((

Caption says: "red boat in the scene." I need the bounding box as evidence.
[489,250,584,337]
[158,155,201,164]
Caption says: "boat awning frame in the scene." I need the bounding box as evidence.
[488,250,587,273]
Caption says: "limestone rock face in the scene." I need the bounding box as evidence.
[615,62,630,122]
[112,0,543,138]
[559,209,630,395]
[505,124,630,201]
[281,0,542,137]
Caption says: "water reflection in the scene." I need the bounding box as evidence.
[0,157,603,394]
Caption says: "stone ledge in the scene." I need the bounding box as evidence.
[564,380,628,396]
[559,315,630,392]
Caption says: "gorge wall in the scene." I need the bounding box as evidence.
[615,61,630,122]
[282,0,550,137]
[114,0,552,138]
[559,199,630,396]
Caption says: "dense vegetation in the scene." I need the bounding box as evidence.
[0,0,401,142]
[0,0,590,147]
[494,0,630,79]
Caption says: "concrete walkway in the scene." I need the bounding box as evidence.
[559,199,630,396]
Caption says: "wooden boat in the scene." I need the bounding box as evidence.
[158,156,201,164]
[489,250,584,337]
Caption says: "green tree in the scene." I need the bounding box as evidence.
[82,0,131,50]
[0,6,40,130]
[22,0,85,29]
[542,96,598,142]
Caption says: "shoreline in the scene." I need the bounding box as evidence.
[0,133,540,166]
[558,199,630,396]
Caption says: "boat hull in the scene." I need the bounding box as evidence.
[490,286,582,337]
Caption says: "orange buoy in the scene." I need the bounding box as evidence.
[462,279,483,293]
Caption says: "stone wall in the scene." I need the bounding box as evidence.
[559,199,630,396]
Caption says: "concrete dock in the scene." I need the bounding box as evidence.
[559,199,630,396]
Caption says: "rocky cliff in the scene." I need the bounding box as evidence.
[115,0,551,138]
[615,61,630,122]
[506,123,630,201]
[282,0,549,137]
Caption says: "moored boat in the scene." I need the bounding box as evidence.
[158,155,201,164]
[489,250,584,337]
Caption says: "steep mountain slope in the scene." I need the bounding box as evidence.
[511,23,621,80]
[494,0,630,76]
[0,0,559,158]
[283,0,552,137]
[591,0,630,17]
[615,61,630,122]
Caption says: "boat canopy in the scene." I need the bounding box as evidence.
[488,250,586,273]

))

■ **THE REQUEST**
Format every line of the listing above as a JSON list of strings, one string per line, with blank lines left out.

■ **SOLUTION TO THE EXERCISE**
[
  "Caption says: \"red boat in the scene.\" I need the bounding box as evidence.",
  "[489,250,584,337]",
  "[158,155,201,164]",
  "Caption says: \"boat awning frame in the scene.\" I need the bounding box as evidence.",
  "[488,250,587,273]",
  "Caption says: \"limestone rock face in the scene.\" I need the bounding box as evidence.",
  "[615,62,630,122]",
  "[112,0,543,138]",
  "[559,209,630,395]",
  "[505,124,630,201]",
  "[281,0,542,137]",
  "Caption says: \"water reflection in the scene.\" I need the bounding box as evidence.",
  "[0,157,603,394]",
  "Caption says: \"stone ledge in the scene.\" I need the bounding box as evidence.",
  "[564,380,628,396]",
  "[559,315,630,392]",
  "Caption says: \"gorge wall in the scene.\" I need the bounding box as evidence.",
  "[615,61,630,122]",
  "[282,0,550,137]",
  "[114,0,552,138]",
  "[559,199,630,396]",
  "Caption says: \"dense vegetation in the scene.\" I need the bounding box as evidence.",
  "[0,0,401,142]",
  "[0,0,590,147]",
  "[494,0,630,79]",
  "Caption says: \"concrete walkway in the scene.\" I need the bounding box as evidence.",
  "[559,199,630,396]",
  "Caption says: \"wooden boat in the scene.\" I need the bounding box as evidence.",
  "[158,156,201,164]",
  "[489,250,584,337]",
  "Caption says: \"green tree in the scene.\" I need the bounding box as evidence.",
  "[82,0,131,50]",
  "[0,6,40,130]",
  "[22,0,85,29]",
  "[542,96,598,142]",
  "Caption says: \"shoreline in the scene.\" I need the bounding box as evidence.",
  "[0,133,540,166]",
  "[558,199,630,396]",
  "Caption says: \"boat hull in the scene.\" I need the bounding box as evidence.",
  "[490,286,582,337]",
  "Caption says: \"orange buoy in the scene.\" I need the bounding box as evidence.",
  "[462,279,483,293]",
  "Caption says: \"stone wall in the scene.\" I need the bounding box as evidence.",
  "[559,199,630,396]",
  "Caption says: \"concrete dock in the scene.\" I need the bounding box as evidence.",
  "[559,199,630,396]",
  "Caption says: \"rocky cliff in the scene.\" I need the bounding box as evidence.",
  "[115,0,551,138]",
  "[615,61,630,122]",
  "[506,123,630,201]",
  "[282,0,549,137]",
  "Caption says: \"moored boat in the scene.\" I need the bounding box as evidence.",
  "[158,155,201,164]",
  "[489,250,584,337]",
  "Caption says: \"steep mountain slope in the scene.\" I need the bounding box as evidence.",
  "[511,23,621,80]",
  "[494,0,630,76]",
  "[0,0,559,158]",
  "[283,0,552,137]",
  "[591,0,630,17]",
  "[615,61,630,122]",
  "Caption says: \"boat canopy in the scene.\" I need the bounding box as evidence.",
  "[488,250,586,273]"
]